------ Stored data ------

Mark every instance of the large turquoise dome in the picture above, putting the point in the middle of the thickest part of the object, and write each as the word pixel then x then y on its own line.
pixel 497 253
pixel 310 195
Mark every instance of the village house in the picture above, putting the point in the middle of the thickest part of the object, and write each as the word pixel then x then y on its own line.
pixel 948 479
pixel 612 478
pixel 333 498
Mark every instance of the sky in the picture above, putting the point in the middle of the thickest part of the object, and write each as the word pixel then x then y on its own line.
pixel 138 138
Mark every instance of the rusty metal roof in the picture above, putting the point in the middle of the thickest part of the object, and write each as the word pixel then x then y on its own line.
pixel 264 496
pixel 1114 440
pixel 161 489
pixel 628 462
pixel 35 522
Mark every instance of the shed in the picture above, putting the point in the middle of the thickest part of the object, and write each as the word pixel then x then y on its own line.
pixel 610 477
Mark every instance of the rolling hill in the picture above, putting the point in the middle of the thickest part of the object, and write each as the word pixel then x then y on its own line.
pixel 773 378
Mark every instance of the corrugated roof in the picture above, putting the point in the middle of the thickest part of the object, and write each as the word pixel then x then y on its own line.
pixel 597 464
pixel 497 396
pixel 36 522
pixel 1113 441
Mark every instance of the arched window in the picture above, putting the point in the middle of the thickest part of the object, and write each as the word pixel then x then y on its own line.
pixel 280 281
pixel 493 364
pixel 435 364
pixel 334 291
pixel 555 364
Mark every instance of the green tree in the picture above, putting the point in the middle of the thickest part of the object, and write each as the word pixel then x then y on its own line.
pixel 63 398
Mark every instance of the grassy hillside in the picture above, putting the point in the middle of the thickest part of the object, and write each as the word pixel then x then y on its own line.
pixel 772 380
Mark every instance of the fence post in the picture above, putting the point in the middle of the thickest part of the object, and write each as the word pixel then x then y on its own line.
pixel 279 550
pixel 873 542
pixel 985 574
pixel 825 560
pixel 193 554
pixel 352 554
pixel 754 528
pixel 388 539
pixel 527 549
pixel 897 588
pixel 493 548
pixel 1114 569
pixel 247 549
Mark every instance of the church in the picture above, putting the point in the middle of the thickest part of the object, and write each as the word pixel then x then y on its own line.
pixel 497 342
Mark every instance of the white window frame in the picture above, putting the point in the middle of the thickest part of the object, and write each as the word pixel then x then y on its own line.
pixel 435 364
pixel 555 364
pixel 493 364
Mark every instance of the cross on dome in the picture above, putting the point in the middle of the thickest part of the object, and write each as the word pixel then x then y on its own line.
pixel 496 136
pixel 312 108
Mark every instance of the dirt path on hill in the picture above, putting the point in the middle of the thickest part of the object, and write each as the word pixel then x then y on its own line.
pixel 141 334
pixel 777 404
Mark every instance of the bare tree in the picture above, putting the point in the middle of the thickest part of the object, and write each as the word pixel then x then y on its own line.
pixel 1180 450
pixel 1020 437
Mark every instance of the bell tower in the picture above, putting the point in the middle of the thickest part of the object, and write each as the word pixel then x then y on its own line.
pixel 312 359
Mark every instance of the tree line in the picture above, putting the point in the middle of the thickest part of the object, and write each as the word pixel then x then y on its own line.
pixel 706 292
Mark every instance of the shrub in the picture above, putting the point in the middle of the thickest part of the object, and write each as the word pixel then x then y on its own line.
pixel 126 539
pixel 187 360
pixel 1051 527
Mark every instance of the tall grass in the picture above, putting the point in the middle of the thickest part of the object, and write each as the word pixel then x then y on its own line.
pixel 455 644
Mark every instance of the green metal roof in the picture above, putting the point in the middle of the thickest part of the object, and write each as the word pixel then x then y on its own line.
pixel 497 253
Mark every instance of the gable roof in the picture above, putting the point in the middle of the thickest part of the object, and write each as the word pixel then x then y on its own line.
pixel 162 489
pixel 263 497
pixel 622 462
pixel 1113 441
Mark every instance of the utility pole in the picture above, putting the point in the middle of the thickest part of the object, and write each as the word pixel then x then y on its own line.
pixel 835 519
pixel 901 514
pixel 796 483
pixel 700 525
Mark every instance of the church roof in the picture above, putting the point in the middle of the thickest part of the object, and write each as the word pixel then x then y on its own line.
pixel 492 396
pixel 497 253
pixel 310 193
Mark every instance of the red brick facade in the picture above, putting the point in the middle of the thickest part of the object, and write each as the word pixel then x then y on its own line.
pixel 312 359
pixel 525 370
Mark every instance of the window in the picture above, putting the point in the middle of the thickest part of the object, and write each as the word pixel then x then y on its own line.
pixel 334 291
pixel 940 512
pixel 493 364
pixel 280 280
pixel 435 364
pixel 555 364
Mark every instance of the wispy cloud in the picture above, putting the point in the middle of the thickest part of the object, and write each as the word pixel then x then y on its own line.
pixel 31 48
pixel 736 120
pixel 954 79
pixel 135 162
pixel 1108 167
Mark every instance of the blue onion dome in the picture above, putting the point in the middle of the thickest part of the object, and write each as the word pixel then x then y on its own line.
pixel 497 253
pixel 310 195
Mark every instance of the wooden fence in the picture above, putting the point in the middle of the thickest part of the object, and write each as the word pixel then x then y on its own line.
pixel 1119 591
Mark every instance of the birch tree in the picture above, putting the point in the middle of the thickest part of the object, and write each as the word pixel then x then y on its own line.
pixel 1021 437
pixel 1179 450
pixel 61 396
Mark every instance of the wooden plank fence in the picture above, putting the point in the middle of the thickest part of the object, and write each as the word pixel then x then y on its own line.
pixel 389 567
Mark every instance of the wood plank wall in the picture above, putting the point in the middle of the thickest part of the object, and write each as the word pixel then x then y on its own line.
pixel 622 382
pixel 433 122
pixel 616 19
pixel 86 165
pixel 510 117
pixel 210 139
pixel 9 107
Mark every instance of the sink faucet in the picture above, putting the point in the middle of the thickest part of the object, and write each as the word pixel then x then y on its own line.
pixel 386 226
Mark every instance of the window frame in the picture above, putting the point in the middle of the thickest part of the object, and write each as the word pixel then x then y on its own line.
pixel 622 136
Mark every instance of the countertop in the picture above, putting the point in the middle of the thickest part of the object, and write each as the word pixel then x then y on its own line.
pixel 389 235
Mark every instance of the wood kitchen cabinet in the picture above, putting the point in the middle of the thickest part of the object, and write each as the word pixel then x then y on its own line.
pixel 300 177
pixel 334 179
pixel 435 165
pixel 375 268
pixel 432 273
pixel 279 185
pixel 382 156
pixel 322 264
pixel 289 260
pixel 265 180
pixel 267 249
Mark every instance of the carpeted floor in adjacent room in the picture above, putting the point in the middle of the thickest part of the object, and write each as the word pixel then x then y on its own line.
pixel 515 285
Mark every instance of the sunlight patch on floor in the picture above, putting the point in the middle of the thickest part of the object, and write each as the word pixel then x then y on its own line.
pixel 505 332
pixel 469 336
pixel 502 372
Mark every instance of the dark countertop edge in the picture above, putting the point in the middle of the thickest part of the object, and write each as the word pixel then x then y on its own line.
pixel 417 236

------

* What the task requires: Only the lines from the one containing "Mark every instance of the countertop" to the end of the listing belong in the output, each reproduced exactly.

* Answer to this problem:
Mark every instance of the countertop in the picture above, putting the point in the middle of the thickest part of the object, and write each as the word pixel then x then y on its own line.
pixel 389 235
Mark every instance of the wood kitchen cabinet in the picture above, putting the point in the middle of the thickest part of the object, and write each as the word pixel then x then y on its own line.
pixel 300 177
pixel 334 179
pixel 435 165
pixel 375 268
pixel 432 273
pixel 279 185
pixel 382 156
pixel 322 264
pixel 289 260
pixel 265 180
pixel 267 249
Mark every instance of the carpeted floor in adjacent room in the picture above, putting the point in the middle of the thickest part of the object, and write each as the word pixel then x then y on its own line.
pixel 515 285
Mark every instance of the sunlight patch on floor in the picture above, putting the point in the middle of the thickest part of the object, and write each as the word pixel then x then y on its own line.
pixel 505 332
pixel 469 336
pixel 502 372
Mark every instance of the dark countertop edge in the picture above, putting the point in the middle of the thickest part of the object, and write each as the word pixel then x then y on its own line.
pixel 417 236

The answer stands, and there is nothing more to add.